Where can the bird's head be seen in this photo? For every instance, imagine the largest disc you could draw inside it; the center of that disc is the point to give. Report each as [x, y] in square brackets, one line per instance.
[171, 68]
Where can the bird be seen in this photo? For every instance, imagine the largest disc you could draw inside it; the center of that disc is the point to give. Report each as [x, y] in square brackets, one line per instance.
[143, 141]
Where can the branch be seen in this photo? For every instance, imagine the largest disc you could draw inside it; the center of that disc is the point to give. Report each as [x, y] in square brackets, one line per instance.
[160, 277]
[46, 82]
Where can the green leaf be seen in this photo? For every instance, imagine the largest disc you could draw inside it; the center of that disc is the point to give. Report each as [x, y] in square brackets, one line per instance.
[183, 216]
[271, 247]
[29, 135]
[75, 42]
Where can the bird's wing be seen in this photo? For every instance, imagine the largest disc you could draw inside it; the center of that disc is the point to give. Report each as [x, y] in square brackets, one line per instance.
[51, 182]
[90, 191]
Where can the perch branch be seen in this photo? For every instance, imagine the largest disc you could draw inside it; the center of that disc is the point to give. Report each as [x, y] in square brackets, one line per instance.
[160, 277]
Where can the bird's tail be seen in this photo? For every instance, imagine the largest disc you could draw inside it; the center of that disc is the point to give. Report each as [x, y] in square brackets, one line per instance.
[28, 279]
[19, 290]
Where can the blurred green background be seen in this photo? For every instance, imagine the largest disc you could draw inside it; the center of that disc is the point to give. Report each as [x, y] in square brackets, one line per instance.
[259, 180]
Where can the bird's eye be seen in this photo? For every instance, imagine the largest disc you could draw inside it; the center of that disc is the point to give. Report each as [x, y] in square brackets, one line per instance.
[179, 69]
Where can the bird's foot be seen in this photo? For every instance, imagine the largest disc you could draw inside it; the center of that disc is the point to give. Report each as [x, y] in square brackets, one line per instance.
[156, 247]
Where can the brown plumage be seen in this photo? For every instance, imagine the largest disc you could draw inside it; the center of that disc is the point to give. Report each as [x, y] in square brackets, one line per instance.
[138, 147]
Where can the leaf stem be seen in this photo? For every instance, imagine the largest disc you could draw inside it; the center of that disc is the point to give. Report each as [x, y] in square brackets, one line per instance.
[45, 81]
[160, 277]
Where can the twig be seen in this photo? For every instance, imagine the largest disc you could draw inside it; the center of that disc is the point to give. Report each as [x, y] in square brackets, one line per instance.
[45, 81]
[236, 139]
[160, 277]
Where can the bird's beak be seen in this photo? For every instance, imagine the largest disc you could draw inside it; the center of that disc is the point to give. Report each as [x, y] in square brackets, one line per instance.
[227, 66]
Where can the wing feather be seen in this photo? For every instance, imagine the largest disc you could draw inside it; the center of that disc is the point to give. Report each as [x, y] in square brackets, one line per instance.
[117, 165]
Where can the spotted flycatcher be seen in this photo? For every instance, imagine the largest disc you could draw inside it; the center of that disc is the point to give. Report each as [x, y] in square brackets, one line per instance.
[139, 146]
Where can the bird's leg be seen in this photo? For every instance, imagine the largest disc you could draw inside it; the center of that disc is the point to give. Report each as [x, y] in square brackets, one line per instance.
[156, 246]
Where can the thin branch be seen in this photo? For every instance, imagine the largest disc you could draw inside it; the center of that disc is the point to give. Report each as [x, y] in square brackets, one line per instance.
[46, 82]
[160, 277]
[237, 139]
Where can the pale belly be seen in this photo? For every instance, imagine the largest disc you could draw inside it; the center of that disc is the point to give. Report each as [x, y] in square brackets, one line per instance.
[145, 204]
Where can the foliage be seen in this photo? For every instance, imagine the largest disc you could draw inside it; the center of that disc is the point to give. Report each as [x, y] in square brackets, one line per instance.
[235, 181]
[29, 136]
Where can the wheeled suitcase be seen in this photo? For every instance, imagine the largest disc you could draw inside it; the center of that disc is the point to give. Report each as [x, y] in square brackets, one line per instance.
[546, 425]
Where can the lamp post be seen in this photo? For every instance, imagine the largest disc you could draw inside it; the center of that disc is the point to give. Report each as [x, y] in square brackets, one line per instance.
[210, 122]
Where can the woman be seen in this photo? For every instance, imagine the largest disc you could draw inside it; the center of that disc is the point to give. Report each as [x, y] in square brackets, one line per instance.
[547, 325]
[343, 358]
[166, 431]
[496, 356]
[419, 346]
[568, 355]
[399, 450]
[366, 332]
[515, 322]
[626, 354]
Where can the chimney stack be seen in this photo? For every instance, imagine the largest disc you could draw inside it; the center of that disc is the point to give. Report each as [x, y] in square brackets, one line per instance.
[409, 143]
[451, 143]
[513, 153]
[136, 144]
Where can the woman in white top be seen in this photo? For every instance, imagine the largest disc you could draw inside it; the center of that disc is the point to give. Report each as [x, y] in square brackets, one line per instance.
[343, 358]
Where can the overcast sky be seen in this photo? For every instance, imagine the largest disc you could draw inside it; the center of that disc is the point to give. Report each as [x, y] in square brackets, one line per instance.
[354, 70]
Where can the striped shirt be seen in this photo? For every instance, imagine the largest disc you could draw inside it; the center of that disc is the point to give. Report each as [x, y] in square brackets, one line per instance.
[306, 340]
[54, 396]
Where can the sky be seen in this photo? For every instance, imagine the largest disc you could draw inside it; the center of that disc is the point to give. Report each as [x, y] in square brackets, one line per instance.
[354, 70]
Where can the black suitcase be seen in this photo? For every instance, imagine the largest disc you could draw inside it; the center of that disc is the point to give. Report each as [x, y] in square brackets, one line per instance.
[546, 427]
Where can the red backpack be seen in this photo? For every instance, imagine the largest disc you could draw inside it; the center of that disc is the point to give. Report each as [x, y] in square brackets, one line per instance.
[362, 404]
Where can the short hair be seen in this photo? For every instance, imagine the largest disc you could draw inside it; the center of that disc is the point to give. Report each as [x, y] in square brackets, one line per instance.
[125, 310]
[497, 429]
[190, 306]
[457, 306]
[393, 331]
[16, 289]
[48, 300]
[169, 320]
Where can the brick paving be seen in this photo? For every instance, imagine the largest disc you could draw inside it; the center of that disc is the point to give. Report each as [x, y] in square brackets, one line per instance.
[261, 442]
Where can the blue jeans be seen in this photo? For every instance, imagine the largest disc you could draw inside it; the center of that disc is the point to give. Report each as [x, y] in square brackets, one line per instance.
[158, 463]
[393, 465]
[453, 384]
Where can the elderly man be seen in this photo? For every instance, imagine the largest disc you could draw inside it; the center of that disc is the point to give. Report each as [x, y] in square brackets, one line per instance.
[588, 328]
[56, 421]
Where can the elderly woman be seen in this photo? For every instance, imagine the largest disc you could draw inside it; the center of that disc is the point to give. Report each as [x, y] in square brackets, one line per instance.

-=-=-=-=-

◆ Your task
Change "largest" to "biggest" everywhere in the items above, and reproduce them with nothing else altered.

◆ Result for this task
Where can the bird's head be seen in this photo? For every instance, imagine the biggest disc you could draw inside it; the center of that disc is the point to give. Report each as [x, y] in square brackets, one line per instance.
[171, 68]
Where can the bird be seen in this photo? For every instance, imagine the biggest disc you could draw inside it; the center of that disc is the point to give. Report each as [x, y] in square brackets, one line per instance.
[143, 141]
Where can the branch be seen in this photo? For every instance, imagine the biggest disc you could draw inside it; the center of that disc is the point to give. Report each as [x, y] in square brackets, one line per instance.
[160, 277]
[46, 82]
Where can the green leaf be seen in this photo? For every instance, imagine the biggest disc you could draw inside it; the center of that disc is the point to give. Report each as [x, y] in square brackets, one line per instance.
[183, 216]
[271, 247]
[29, 135]
[75, 42]
Where can the bird's wing be seen in this photo? For every instance, imagine the biggest disc you could draw inside it; the center of that disc is the point to give. Report each as [x, y] in square brackets, one line per instance.
[51, 182]
[90, 191]
Where can the perch branch be seen in this photo? For every instance, imagine the biggest disc you could draw inside it; the center of that disc is the point to give. Report each as [x, y] in square brackets, one line per instance.
[160, 277]
Where can the bird's tail be seen in this photo? For every instance, imagine the biggest disc you could draw inside it; the center of that disc is the point to give. Report each as [x, y] in square brackets, one line per instance.
[28, 279]
[19, 290]
Where can the blurred green background be seen in this photo? For every instance, imagine the biggest disc you could draw inside it; the center of that disc is the point to give. Report each as [x, y] in square brackets, one line per instance.
[259, 180]
Where can the bird's eye be seen in this photo? For every instance, imagine the biggest disc you could draw inside it; the center of that disc is the point to give. Report each as [x, y] in square brackets, one line per instance.
[179, 69]
Where can the bird's foot be seen in this photo? For every instance, imagine the biggest disc you could draw inside it; the center of that disc is the point to give. Report each as [x, y] in square brackets, one line per instance.
[156, 247]
Where can the brown plumage be seen in this photo? For every instance, imagine the biggest disc you could draw inside it; the center of that disc is the point to give. Report each as [x, y] in square brackets, one line per instance.
[138, 147]
Where can the leaf stem be seen in this photo? For every instance, imagine the biggest disc you could draw inside it; the center of that disc is the point to give. Report each as [x, y] in square brackets, one line per instance.
[45, 81]
[160, 277]
Where can the twig be seen in this photo? For every instance, imagine the biggest disc you could draw inside it; the center of that disc is the point to give. Report each as [x, y] in square brackets, one line per instance.
[45, 81]
[236, 139]
[160, 277]
Where can the bird's beak be seen in this photo? For every instance, imagine the biggest disc you could draw inside it; the center of that disc is the point to give. Report each as [x, y] in square brackets, one line per instance.
[227, 66]
Where can the wing feather be seen in this photo? For every instance, imagine the biggest disc you could draw inside it; the center of that disc is the point to give. Report each as [x, y] in square brackets, one line per instance.
[117, 165]
Where can the spotted flycatcher be seen in this photo? For every instance, imagine the biggest disc you could draw inside it; the center of that disc is the point to give. Report each as [x, y] in square brackets, one line per instance.
[139, 146]
Where can the bird's leg be seen in this photo? For every instance, imagine the biggest disc you could draw inside it; the center of that disc is the point to give. Report each as [x, y] in square brackets, one line per instance.
[156, 246]
Where can the thin branch be seen in this photo? For every instance, imagine the biggest disc you could draw inside it; the center of that disc is the point to give. Report each as [x, y] in square brackets, one line per instance.
[46, 82]
[160, 277]
[237, 139]
Where can the pale belly be seen in this photo? For every instance, imagine the biggest disc you could draw inside it; the center of that disc is the point to give. Report each as [x, y] in square brackets, one line per instance.
[145, 204]
Where can the foliage be seen in this photo? For every instance, imagine the biggest disc you could draw inside it; the center of that disc is the point to give. Report each as [x, y] in square brackets, one line per instance.
[235, 181]
[29, 136]
Where can the wheeled suitcase be seen in this photo? For every instance, imagine the biggest disc you could draw inside it; the center of that disc is the point to give. Report each as [x, y] in square brackets, one line per instance.
[546, 425]
Where can the lamp post be seen in this photo? For every instance, imagine the biggest disc you could draw inside it; the center of that disc is the point to give. Report each as [x, y] in square brackets, one line per instance.
[210, 122]
Where can the woman be seen in this photo? For every instance, imagine the biggest disc you could draw inside it; the center of that disc is the point to give. Report each as [x, y] in square brackets, one line per instance.
[547, 325]
[343, 358]
[166, 431]
[496, 356]
[419, 346]
[568, 355]
[399, 450]
[366, 332]
[515, 322]
[626, 354]
Where can the chimney stack be seen in this photo? For every instance, imagine the biggest disc you could draw inside it; the center of that disc is the point to give. Report each as [x, y] in square brackets, one line per instance.
[409, 143]
[451, 143]
[513, 153]
[136, 144]
Where can the woman in white top be seen in this photo? For every instance, imagine the biggest disc you could draw inside it; the center of that disc is the point to give. Report each as [x, y] in square brackets, one line per instance.
[343, 358]
Where can the overcast sky be seen in this photo? For every instance, imagine the biggest disc you could draw inside it; the center of that disc is the point to give. Report each as [x, y] in square brackets, one line per instance.
[354, 70]
Where can the striped shirt be seen in this photo? For every instance, imagine the biggest disc you could draw inside it; the center of that disc is the point to give. Report each as [x, y] in square brackets, one line per instance.
[306, 340]
[54, 396]
Where can the sky be seen in this photo? For every instance, imagine the biggest disc you could draw inside it; the center of that disc is the point to give. Report each as [x, y] in square brackets, one line per instance.
[354, 70]
Where can the black suitcase be seen in this photo? For every instance, imagine the biggest disc you could draw inside it; the center of that disc is the point to give. Report each as [x, y] in square brackets, one line per instance.
[546, 427]
Where can the red backpack be seen in this photo? For every instance, imagine the biggest disc you could draw inside it; the center of that disc is the point to give. Report each as [x, y] in square brackets, one line per instance.
[362, 404]
Where can the short hair be seen in this photo? For every instance, imagine the biggest disc you could draw inside it; the center of that disc is the point to give. Report each as [x, y] in square brackets, one line per instance.
[125, 310]
[497, 429]
[190, 306]
[457, 306]
[393, 331]
[16, 289]
[48, 300]
[169, 320]
Where can the brick paving be seen in this photo? For every instance, imagine the biggest disc you could draw inside it; the center of that disc is the point to give. Report each as [x, y] in square brackets, one line per instance.
[261, 442]
Where can the blue jeans be seen in this photo? For every instance, imagine the biggest disc you could draw inside it; the center of that disc is the point to give. Report each as [x, y] in square brackets, one line per instance.
[158, 463]
[393, 465]
[453, 384]
Where can the elderly man be seen in this photo? For every instance, imagine the biggest disc you could draw inside it; the center of that disc is the point to give. Report each as [x, y] in square brackets, one line per instance.
[588, 328]
[56, 421]
Where can the elderly woman be seen in this photo? For every instance, imagine the biggest disc you could draw inside it; the center of that disc is the point to give. Report each as [x, y] in square brackets, one line per instance.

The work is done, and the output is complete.